Document section
┌────────

Curlew River

Curlew River

Curlew River — A Parable for Church Performance (Op. 71) is the first of three Church Parables by Benjamin Britten.[1] The work is based on the Japanese noh play Sumidagawa (Sumida River) of Juro Motomasa (1395–1431), which Britten saw during a visit to Japan and the Far East in early 1956. Beyond the noh source dramatic material, Britten incorporated elements of noh treatment of theatrical time into this composition.[2]

The libretto is by William Plomer, who translated the setting of the original into a Christian parable, set in early medieval times near the fictional Curlew River, in the fenlands of East Anglia. The action centres on the Madwoman - an outsider. This theme is common to almost all of Britten's dramatic works: Peter Grimes, Billy Budd, The Turn of the Screw and Owen Wingrave all focus on an outsider protagonist.

Curlew River marked a departure in style for the remainder of the composer's creative life, paving the way for such works as Owen Wingrave, Death in Venice, and the Third String Quartet.

Under Colin Graham's direction,[3] the work was premiered on 13 June 1964 at Orford Church, Suffolk, England, by the English Opera Group. The original cast included Britten regulars Peter Pears and Bryan Drake.

Contents

Roles

Role Voice type Premiere Cast, 13 June 1964
(Conductor: None)
Madwoman tenor Peter Pears
Ferryman baritone John Shirley-Quirk
Traveler baritone Bryan Drake.[4]
Spirit of the boy treble Robert Carr, Bruce Webb
Abbot bass Don Garrard
Three assistants (acolytes); Chorus of eight Pilgrims (three tenors, three baritones and two basses).

Synopsis

[The story is told through four main characters who, in the style of Noh theatre, are all performed by male singers: the Abbot (who acts as a narrator), the Madwoman, the Ferryman, and the Traveller. A chorus is provided by eight Pilgrims]

Curlew River opens, as do the other two Church Parables, with a processional, to the hymn Te lucis ante terminum (To Thee before the close of day), in which all performers, including the musicians, walk to the performance area and take their places. At a cue from the organ, the Abbot, who acts as a narrator, introduces the "mystery" to be presented. An unhurried robing ceremony - to stately instrumental accompaniment - follows, after which the play commences.

└────────

Data listing
┌────────

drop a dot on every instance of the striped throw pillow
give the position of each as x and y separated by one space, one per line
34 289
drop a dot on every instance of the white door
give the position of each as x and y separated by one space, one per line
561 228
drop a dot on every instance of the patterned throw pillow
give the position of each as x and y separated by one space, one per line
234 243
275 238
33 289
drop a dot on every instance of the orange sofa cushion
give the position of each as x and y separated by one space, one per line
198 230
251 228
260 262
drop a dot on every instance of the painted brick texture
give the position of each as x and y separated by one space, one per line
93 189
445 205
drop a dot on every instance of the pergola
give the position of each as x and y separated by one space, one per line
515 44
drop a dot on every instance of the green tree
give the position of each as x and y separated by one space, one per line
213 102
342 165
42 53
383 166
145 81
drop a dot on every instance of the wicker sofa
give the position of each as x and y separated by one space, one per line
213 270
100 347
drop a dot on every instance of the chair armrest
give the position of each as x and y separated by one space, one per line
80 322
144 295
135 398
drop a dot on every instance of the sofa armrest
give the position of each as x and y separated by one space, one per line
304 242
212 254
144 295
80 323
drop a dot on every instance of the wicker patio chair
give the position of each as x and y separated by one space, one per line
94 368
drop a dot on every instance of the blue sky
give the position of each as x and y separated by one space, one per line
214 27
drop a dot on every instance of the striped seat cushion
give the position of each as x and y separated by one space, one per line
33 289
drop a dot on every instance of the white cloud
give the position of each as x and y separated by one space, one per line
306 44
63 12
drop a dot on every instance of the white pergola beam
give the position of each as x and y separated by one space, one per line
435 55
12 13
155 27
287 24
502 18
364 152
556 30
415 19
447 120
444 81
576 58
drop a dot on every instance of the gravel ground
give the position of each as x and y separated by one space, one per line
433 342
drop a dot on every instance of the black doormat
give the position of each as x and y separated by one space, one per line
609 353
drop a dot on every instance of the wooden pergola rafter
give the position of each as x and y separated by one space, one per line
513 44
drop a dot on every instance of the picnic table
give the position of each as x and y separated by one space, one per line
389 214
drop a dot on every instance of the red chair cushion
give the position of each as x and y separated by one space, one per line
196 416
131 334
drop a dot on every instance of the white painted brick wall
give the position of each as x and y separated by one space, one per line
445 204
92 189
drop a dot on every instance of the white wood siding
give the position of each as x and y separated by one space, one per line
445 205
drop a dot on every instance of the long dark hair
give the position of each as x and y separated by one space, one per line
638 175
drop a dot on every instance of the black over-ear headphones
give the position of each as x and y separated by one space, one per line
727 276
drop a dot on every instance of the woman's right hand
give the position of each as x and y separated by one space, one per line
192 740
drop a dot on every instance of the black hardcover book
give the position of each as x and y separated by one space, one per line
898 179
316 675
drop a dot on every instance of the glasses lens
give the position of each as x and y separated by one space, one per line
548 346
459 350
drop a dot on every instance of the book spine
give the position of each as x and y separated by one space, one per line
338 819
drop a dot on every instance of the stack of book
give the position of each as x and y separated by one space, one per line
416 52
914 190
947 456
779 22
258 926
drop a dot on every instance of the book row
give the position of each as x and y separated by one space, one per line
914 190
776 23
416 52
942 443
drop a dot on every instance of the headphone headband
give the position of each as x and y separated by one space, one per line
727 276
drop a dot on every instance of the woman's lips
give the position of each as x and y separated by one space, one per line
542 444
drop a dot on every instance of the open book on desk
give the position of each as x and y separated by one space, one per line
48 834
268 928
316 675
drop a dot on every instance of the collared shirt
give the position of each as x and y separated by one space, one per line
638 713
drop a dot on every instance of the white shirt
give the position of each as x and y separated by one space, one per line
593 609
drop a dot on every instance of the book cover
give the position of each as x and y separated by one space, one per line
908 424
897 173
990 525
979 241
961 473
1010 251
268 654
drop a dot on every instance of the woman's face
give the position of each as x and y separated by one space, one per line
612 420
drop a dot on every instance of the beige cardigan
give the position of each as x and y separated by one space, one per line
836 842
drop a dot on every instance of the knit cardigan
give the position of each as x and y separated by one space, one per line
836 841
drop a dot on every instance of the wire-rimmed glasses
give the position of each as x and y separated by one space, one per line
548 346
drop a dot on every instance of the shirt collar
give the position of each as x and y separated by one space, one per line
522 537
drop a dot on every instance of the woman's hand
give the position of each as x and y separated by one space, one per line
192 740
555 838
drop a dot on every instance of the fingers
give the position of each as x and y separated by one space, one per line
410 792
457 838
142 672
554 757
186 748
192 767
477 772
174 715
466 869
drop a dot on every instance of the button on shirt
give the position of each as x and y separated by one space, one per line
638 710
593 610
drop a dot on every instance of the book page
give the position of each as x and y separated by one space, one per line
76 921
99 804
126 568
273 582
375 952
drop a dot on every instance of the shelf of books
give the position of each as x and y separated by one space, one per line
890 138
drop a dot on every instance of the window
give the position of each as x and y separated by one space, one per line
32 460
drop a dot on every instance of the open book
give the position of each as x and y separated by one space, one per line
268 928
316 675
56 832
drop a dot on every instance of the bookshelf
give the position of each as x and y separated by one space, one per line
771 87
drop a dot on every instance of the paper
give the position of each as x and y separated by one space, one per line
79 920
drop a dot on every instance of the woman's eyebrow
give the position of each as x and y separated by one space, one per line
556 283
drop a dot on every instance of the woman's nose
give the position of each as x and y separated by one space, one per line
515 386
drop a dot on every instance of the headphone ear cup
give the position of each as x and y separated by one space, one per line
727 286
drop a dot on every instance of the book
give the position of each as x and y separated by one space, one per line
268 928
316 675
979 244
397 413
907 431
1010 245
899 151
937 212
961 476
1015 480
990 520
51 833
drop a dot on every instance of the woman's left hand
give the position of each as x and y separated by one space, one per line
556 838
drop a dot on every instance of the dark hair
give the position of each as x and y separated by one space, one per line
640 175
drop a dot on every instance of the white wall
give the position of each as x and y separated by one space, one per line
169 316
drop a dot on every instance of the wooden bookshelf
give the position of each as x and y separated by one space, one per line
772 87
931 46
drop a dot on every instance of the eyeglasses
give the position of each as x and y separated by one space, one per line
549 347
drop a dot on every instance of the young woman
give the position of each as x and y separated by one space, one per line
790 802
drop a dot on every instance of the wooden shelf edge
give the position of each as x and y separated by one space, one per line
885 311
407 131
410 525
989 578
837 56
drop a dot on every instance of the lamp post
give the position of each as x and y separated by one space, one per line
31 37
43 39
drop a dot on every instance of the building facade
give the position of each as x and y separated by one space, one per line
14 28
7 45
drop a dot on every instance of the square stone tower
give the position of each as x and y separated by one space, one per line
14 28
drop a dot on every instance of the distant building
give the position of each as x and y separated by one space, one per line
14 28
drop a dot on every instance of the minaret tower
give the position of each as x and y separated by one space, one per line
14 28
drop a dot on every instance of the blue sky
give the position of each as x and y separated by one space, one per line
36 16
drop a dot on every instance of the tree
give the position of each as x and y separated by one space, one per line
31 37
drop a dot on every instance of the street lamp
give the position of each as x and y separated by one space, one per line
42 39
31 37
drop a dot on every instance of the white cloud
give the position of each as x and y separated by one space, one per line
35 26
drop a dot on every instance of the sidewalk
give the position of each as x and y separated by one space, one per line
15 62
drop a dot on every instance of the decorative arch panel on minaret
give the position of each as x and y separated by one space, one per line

└────────

What you need to do
[1] Reproduce the passage of the Curlew River text that opens with the words "Under Colin Graham's" and closes with "and Bryan Drake.".
[2] Decide whether each statement agrees with the Curlew River text. Answer yes or no, and quote the words of the text that settle it.
(a) The work was first performed at Orford Church.
(b) The Ferryman is a tenor role.
(c) The Curlew River named in the libretto is a real river in East Anglia.

Exercise answers
[1]
Under Colin Graham's direction,[3] the work was premiered on 13 June 1964 at Orford Church, Suffolk, England, by the English Opera Group. The original cast included Britten regulars Peter Pears and Bryan Drake.

[2]
(a) Yes: "the work was premiered on 13 June 1964 at Orford Church, Suffolk, England"
(b) No: "Ferryman baritone John Shirley-Quirk"
(c) No: "set in early medieval times near the fictional Curlew River, in the fenlands of East Anglia"